◆ Aim of the exercise
Pick out every line below that contains the string "girl", matching case, and copy each one in full.
### Material
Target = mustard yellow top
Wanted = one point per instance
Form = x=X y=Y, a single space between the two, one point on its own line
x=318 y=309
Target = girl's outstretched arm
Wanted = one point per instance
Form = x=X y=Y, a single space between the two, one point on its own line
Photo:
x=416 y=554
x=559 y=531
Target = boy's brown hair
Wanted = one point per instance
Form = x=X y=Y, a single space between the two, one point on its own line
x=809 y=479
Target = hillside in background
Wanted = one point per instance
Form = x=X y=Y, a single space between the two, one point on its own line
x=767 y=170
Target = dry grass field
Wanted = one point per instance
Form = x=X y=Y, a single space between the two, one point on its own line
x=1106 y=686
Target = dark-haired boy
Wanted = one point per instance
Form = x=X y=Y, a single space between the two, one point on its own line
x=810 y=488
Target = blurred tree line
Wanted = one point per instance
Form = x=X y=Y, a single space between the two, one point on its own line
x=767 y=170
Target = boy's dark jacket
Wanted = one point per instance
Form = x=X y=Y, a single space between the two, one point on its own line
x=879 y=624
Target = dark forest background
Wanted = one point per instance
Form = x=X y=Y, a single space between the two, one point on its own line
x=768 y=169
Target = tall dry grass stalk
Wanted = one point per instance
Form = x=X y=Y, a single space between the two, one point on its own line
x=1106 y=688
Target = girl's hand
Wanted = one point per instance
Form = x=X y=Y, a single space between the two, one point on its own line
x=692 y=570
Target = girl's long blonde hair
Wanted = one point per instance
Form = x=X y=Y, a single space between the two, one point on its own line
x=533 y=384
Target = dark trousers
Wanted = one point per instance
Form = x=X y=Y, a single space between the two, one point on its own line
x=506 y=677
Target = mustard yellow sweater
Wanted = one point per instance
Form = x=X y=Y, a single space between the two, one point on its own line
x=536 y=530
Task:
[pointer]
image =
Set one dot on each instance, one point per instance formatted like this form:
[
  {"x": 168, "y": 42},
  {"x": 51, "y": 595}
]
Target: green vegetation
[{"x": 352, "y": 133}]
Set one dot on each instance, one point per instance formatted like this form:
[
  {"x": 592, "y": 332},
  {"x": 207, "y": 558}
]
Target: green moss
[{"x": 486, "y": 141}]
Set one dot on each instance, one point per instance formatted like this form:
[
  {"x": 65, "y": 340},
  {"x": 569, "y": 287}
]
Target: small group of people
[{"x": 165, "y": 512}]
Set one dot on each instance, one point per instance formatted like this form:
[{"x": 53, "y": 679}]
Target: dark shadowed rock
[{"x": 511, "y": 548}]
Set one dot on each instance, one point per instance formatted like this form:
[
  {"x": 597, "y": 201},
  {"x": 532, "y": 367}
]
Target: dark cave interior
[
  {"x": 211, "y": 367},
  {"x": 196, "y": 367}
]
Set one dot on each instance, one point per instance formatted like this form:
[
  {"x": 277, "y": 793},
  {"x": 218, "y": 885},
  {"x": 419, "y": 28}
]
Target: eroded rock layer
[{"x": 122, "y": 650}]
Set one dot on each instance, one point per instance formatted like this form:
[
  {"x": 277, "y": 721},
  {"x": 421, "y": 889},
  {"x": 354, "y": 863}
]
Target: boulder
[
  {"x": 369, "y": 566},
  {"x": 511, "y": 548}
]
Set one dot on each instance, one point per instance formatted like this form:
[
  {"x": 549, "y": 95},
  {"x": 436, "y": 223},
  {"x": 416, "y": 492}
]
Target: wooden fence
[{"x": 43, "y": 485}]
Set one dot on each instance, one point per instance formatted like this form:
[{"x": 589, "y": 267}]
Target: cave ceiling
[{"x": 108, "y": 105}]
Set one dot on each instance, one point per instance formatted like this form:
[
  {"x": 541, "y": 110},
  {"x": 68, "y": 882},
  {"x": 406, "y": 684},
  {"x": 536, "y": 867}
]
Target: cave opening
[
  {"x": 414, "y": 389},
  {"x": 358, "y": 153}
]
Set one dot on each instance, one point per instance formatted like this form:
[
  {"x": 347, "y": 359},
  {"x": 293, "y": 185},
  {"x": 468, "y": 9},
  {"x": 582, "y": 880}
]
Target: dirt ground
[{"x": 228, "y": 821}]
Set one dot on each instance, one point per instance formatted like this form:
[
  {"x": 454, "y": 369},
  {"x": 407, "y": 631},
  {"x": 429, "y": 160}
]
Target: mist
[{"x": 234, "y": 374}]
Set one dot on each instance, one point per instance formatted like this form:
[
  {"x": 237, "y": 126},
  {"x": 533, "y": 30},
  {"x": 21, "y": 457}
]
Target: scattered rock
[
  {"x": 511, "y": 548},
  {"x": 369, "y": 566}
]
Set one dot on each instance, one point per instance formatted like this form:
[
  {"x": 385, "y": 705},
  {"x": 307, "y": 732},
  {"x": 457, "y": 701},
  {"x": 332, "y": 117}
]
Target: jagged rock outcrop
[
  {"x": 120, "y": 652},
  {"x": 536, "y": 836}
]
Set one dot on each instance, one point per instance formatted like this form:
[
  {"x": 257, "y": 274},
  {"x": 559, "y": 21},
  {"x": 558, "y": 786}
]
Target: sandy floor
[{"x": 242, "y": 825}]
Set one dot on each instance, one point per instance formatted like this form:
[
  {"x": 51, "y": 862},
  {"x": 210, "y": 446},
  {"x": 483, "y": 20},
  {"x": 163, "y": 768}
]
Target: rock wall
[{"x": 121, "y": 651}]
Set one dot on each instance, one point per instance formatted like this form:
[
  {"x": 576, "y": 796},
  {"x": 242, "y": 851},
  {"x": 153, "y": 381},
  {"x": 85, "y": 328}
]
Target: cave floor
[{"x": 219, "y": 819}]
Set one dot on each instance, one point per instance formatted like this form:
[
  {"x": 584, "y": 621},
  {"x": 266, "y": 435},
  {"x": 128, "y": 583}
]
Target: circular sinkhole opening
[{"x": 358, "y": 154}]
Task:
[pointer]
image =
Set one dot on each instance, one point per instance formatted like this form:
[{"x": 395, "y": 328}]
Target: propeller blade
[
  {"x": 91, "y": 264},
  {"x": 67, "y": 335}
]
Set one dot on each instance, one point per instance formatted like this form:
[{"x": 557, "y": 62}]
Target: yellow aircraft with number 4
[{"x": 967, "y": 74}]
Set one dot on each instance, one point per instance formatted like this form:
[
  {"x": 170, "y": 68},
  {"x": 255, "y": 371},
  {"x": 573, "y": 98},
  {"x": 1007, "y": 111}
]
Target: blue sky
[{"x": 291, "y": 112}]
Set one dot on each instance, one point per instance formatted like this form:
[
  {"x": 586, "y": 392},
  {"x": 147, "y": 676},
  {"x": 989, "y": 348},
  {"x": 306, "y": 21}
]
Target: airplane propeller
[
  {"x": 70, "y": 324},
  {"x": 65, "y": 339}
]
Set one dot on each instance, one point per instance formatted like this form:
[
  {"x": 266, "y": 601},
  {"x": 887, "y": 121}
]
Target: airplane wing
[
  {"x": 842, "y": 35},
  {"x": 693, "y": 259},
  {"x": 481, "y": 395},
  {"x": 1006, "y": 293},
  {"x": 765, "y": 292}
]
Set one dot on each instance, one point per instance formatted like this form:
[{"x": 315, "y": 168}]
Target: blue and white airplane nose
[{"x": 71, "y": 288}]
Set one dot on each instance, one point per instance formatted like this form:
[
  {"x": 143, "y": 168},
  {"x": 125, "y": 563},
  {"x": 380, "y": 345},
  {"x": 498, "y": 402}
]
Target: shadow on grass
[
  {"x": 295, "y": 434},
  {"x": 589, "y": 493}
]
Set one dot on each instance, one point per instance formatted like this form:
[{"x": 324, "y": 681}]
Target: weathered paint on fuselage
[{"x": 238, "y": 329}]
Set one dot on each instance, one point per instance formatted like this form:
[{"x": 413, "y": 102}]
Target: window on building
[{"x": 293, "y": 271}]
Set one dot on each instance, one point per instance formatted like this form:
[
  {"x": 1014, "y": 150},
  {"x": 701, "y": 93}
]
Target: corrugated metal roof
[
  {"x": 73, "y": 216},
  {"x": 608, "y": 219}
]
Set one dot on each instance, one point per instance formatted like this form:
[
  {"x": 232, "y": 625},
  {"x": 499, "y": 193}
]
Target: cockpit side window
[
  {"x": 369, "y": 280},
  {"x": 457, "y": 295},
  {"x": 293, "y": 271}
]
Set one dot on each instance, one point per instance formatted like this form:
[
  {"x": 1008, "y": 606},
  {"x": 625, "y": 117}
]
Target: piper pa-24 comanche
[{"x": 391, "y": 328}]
######
◆ Task answer
Target = girl's outstretched arm
Target = girl's hand
Target = girl's long blonde hair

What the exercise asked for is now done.